● DOCUMENT TEXT
Six Tips to Help Millennials Negotiate Salaries Like a Pro

Salary negotiations are nerve-racking for anyone; it's especially challenging if you are early in your career. Having little experience, due to a short career, You don't have the experience, or specialized skill, developed over a long career that shows your ability and added value to the company. Also, employees who are in the early stages of their careers may rely on their colleagues and managers for mentorship, training, and direction. Because of this, millennials are less likely to negotiate their salary. Employers know that they are likely to engage in some type of salary negotiation, so they leave room in the initial offer. Unfortunately, far too few millennials take advantage of this fact. 

The Importance of Salary Negotiations 

Getting more money is not the only reason to negotiate your salary. Negotiations show employers that you are a valuable employee and confident in your work. Negotiation has long-term financial rewards. Your raises and percentage-based bonuses will be larger when you have a larger starting salary. Also, your current salary can determine the salary of your next job. Not negotiating your salary is leaving money on the table. 
Six Salary Negotiation Tips for Millennials 

1. Do Your Homework 

The salary for similar roles in a similar industry will have a comparable salary range. Take into consideration how geography can affect the pay rate of the same job, even at the same company. If the job is in an area where there is a high cost of living, the salary range is higher. Salary numbers are hard to determine, mainly because no one really discusses the details. There are several websites that can help research that salary scales of a particular industry. Payscale and Glassdoor are two examples of websites that provide information about industry salaries and companies. 

2. Don't Just Look at the Salary, Consider the Entire Package 

For most people, salaries are the biggest motivating factor. Other job benefits that have a financial impact include matching in your retirement account. Retirement account matching is essentially the same as a salary. If negotiating your salary is not possible, you may be able to negotiate more vacation days, stock offerings, work-from-home days, and other non-salary perks. 

3. Make Sure What You Ask For is Reasonable 

The millennial generation is viewed by many as the entitled generation. Don't let employers view you as a stereotype by attempting to negotiate unreasonable requests. Negotiating for more vacation days, a higher salary, and leave policy changes may asking too much. Before entering into these negotiations, understand the difference between making an effective counteroffer and making an unreasonable request. 

4. But Always Ask—Women Especially 

In the alternative, you will never get what you want if you don't ask for it. Again, companies do expect a certain level of negotiation. Yes, it's possible that the company won't accept your counteroffer. However, there's a better chance that you will get more money. If you're a woman, it' s very important that you ask for more because women make 74 cents for every man's dollar. This discrepancy is due to several factors, one of them being a lack of negotiating.

● DATA EXTRACT
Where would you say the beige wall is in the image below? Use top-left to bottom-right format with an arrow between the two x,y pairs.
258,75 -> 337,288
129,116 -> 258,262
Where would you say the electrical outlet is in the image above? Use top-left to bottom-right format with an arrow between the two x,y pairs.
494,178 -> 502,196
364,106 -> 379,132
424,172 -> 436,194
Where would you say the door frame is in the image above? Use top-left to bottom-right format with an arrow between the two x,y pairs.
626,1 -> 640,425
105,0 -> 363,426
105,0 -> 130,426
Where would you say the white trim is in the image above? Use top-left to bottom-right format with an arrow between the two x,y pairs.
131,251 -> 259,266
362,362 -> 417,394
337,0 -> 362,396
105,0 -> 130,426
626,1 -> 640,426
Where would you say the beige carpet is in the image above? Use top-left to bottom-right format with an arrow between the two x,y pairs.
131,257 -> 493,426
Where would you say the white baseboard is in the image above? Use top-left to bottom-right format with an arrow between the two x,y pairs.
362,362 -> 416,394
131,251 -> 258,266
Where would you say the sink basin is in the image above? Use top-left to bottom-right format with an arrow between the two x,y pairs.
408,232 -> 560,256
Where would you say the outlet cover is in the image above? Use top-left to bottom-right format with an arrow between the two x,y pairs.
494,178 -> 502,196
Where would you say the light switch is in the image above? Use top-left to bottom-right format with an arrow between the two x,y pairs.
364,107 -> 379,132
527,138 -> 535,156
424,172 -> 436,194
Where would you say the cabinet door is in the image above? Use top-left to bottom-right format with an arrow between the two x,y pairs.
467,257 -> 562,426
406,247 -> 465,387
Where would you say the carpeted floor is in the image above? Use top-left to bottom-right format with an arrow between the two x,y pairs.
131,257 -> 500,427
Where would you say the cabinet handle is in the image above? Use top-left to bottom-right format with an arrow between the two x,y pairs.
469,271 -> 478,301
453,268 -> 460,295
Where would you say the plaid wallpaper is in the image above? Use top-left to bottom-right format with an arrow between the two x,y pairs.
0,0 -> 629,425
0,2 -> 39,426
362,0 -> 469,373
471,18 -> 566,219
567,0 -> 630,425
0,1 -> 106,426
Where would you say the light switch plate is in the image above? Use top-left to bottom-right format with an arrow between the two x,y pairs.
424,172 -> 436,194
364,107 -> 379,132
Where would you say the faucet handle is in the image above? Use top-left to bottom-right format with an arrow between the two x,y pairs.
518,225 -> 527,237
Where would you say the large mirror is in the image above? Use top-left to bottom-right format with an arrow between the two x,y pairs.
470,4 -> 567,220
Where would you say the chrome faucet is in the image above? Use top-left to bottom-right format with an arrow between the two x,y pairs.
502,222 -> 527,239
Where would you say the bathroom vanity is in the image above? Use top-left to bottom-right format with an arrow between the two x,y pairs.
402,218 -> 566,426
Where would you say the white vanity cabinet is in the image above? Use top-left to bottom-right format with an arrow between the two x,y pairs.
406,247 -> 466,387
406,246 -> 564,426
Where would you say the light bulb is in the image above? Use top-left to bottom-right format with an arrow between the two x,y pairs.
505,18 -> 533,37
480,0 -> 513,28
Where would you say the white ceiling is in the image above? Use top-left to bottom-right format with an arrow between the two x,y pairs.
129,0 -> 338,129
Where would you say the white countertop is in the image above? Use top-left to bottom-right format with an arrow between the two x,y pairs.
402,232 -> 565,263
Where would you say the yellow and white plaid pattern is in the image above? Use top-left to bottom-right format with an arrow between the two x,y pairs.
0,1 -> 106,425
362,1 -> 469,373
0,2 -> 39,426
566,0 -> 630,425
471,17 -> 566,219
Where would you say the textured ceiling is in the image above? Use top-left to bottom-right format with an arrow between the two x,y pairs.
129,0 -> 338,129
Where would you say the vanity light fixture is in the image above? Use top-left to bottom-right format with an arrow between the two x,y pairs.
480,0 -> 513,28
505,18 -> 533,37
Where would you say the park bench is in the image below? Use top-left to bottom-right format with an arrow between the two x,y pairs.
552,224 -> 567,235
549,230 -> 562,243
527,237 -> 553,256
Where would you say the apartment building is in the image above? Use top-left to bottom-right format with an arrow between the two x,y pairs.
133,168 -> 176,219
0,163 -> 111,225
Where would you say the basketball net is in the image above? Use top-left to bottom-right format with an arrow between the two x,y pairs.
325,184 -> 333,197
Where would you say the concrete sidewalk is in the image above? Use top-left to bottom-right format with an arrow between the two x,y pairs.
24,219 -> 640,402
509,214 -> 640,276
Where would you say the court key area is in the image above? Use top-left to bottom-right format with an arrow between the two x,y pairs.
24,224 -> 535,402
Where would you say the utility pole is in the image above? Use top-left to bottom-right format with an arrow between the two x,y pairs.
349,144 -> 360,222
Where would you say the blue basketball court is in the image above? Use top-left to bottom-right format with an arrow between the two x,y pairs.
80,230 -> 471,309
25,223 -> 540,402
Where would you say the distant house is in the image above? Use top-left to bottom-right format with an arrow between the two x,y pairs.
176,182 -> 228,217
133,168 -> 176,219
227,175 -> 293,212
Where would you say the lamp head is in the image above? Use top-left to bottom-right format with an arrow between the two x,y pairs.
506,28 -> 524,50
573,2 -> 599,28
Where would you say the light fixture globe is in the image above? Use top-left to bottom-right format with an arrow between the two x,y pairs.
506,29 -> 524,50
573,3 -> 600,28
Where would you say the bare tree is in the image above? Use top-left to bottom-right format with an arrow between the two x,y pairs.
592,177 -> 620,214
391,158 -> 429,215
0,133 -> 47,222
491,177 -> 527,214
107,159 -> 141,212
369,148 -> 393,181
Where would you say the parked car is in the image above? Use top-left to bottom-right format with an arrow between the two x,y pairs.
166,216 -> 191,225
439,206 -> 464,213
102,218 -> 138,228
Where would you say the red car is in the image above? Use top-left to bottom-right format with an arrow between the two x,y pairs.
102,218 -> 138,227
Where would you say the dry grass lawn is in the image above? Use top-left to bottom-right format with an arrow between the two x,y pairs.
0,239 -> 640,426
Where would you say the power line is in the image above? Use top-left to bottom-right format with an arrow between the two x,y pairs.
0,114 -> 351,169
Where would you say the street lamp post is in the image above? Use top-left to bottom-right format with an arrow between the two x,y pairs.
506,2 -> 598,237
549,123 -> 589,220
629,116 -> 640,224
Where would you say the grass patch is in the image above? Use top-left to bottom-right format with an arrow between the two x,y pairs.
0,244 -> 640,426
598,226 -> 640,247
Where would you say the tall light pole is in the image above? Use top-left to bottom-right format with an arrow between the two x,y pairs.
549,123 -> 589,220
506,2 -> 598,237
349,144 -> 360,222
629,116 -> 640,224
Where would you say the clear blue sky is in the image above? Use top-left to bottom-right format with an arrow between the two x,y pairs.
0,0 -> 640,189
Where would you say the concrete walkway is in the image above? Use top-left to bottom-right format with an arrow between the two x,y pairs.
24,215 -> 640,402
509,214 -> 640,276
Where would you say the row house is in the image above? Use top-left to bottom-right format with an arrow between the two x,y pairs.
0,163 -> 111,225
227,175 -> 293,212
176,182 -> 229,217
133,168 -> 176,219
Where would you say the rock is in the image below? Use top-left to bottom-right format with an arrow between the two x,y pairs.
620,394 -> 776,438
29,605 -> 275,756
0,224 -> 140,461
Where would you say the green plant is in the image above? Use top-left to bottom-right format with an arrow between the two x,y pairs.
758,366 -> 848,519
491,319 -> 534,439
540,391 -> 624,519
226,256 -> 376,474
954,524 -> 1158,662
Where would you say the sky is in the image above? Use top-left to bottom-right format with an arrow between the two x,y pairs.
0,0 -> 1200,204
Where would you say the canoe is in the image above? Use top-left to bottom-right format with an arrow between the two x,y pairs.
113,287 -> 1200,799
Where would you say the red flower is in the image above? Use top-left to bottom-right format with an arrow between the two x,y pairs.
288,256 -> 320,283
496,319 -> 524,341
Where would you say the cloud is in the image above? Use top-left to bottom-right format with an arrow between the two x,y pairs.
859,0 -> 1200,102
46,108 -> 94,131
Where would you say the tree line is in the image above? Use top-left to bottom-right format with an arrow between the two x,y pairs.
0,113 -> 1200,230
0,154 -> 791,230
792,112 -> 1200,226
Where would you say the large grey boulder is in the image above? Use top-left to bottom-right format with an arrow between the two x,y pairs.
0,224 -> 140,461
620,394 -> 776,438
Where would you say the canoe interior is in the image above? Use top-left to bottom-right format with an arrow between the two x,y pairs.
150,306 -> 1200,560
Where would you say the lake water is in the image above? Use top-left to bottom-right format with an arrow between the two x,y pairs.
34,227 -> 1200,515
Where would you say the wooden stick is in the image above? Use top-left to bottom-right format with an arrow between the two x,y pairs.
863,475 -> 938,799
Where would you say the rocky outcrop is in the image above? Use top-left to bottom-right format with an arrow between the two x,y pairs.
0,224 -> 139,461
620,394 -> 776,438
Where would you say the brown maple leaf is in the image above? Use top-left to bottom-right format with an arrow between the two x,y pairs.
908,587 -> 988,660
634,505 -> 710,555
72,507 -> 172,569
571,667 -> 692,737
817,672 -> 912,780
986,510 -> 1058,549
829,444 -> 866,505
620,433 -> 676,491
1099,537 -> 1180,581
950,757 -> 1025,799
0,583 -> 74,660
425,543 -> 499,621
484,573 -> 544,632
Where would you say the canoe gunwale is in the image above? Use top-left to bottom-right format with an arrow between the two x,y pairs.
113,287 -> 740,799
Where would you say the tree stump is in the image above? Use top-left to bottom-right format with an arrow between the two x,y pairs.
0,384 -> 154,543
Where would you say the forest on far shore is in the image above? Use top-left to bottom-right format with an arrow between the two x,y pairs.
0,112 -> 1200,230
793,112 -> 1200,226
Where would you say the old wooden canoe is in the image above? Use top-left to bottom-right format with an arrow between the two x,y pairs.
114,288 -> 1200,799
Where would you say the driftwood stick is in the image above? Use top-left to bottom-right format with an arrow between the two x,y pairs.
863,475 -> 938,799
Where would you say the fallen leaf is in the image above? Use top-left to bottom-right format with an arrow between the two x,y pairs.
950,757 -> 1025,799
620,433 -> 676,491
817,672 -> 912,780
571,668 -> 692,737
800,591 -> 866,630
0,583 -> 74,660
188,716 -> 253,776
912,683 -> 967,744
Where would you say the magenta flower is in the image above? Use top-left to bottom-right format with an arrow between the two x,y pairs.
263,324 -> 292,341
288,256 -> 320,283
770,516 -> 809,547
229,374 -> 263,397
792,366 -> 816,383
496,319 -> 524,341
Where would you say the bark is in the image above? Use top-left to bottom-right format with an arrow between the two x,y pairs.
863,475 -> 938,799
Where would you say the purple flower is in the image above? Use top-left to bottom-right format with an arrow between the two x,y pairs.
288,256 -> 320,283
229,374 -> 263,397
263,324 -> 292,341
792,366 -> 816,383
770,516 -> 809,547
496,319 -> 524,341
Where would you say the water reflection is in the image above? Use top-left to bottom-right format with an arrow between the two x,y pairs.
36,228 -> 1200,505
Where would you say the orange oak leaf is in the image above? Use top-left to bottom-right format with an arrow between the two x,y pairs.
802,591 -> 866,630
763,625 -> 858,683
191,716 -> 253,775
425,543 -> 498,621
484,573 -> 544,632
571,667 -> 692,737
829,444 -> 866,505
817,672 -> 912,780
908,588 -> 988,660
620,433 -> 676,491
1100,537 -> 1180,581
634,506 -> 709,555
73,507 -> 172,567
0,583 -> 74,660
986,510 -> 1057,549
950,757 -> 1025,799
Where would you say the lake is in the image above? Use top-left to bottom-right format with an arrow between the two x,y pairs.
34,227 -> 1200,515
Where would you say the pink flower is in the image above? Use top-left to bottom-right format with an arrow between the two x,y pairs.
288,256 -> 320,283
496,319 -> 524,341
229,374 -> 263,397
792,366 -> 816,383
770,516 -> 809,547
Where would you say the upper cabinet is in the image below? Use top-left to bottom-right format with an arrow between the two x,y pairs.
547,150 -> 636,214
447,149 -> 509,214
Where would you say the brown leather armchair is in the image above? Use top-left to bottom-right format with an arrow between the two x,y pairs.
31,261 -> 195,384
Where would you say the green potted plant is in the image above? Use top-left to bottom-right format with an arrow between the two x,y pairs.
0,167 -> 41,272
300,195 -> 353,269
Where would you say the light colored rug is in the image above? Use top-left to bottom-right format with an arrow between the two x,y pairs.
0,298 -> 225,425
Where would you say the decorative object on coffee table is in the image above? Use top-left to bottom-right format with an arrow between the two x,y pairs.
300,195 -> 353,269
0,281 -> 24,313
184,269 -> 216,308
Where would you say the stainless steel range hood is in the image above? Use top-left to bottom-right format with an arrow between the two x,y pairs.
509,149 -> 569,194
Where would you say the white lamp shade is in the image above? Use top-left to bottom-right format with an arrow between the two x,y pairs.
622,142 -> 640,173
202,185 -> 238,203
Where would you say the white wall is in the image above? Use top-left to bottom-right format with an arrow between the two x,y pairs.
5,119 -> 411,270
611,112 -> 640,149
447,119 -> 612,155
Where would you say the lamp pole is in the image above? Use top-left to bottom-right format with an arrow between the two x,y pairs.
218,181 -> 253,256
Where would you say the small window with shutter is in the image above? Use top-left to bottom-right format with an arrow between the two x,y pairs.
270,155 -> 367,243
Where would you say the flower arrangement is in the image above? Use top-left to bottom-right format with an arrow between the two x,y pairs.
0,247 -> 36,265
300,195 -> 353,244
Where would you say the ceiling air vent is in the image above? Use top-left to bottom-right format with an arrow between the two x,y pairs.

● TASK LIST
(1) Answer these questions using the salary negotiation article:
(a) Which two websites are given as examples for researching industry salaries?
(b) What does the article say will be larger when you have a larger starting salary?
(c) How much do women make for every man's dollar, according to the article?
(2) Transcribe the salary negotiation article word for word from "In the alternative, you" to "lack of negotiating.".
The rows are drawn from a separate source.

● PER-TASK ANSWERS
(1)
(a) Payscale and Glassdoor.
(b) Your raises and percentage-based bonuses.
(c) 74 cents.

(2)
In the alternative, you will never get what you want if you don't ask for it. Again, companies do expect a certain level of negotiation. Yes, it's possible that the company won't accept your counteroffer. However, there's a better chance that you will get more money. If you're a woman, it' s very important that you ask for more because women make 74 cents for every man's dollar. This discrepancy is due to several factors, one of them being a lack of negotiating.